**TEXT BLOCK**
# Still not received PR card.. Usual processing times?.. Shared experiences?



## Alcat2016 (Jan 6, 2016)

Hi, 

So we activated our permanent residence early October 2015. We gave a friends address in canada for it to be delivered to. (We are still in the uk) 
No sign of it yet though... :frown:

We have just sent the solemn declaration form provided on the cic website.. 

Has anyone else any experiences to share, good or bad in regards to waiting for your cards to arrive?


----------



## colchar (Oct 25, 2011)

How are you getting a PR card if you are not in Canada? Have you lived in Canada?


----------



## Alcat2016 (Jan 6, 2016)

colchar said:


> How are you getting a PR card if you are not in Canada? Have you lived in Canada?


Hi Colchar
We provided a friends address who lives in Canada. So the plan is / was he is to send it to us once it arrives..


----------



## EVHB (Feb 11, 2008)

You've been in Canada to activate your visa, but you left the country before you got your PR cards, to go back to the UK?


----------



## Alcat2016 (Jan 6, 2016)

EVHB said:


> You've been in Canada to activate your visa, but you left the country before you got your PR cards, to go back to the UK?


That's correct yes.

**ENTRIES**
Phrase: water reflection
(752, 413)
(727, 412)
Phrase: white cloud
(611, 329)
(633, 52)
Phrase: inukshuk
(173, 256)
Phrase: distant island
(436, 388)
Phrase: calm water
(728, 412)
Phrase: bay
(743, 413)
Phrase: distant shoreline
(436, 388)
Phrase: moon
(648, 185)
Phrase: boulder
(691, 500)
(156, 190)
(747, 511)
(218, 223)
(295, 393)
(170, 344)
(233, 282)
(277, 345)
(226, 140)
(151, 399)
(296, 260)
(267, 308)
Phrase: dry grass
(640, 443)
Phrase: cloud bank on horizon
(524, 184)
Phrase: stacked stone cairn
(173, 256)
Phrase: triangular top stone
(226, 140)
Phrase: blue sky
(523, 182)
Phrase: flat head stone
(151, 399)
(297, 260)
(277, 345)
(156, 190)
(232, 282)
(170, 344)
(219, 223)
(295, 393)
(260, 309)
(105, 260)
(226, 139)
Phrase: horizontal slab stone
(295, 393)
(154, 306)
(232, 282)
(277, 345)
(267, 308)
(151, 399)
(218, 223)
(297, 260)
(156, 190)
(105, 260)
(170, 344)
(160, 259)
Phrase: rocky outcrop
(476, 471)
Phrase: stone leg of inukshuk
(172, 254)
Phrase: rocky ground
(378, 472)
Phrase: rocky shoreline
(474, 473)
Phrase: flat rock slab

**REQUIRED ACTIONS**
a) List every distinct username that posts in the forum thread.
b) Format the records as a JSON list of strings, one string per line, starting with the line that contains "Phrase: boulder" and going on through the end of the records, both ends included and blank lines omitted.

**ANSWERS TO THE PROBLEMS**
a) Alcat2016, colchar, EVHB

b)
[
  "Phrase: boulder",
  "(691, 500)",
  "(156, 190)",
  "(747, 511)",
  "(218, 223)",
  "(295, 393)",
  "(170, 344)",
  "(233, 282)",
  "(277, 345)",
  "(226, 140)",
  "(151, 399)",
  "(296, 260)",
  "(267, 308)",
  "Phrase: dry grass",
  "(640, 443)",
  "Phrase: cloud bank on horizon",
  "(524, 184)",
  "Phrase: stacked stone cairn",
  "(173, 256)",
  "Phrase: triangular top stone",
  "(226, 140)",
  "Phrase: blue sky",
  "(523, 182)",
  "Phrase: flat head stone",
  "(151, 399)",
  "(297, 260)",
  "(277, 345)",
  "(156, 190)",
  "(232, 282)",
  "(170, 344)",
  "(219, 223)",
  "(295, 393)",
  "(260, 309)",
  "(105, 260)",
  "(226, 139)",
  "Phrase: horizontal slab stone",
  "(295, 393)",
  "(154, 306)",
  "(232, 282)",
  "(277, 345)",
  "(267, 308)",
  "(151, 399)",
  "(218, 223)",
  "(297, 260)",
  "(156, 190)",
  "(105, 260)",
  "(170, 344)",
  "(160, 259)",
  "Phrase: rocky outcrop",
  "(476, 471)",
  "Phrase: stone leg of inukshuk",
  "(172, 254)",
  "Phrase: rocky ground",
  "(378, 472)",
  "Phrase: rocky shoreline",
  "(474, 473)",
  "Phrase: flat rock slab"
]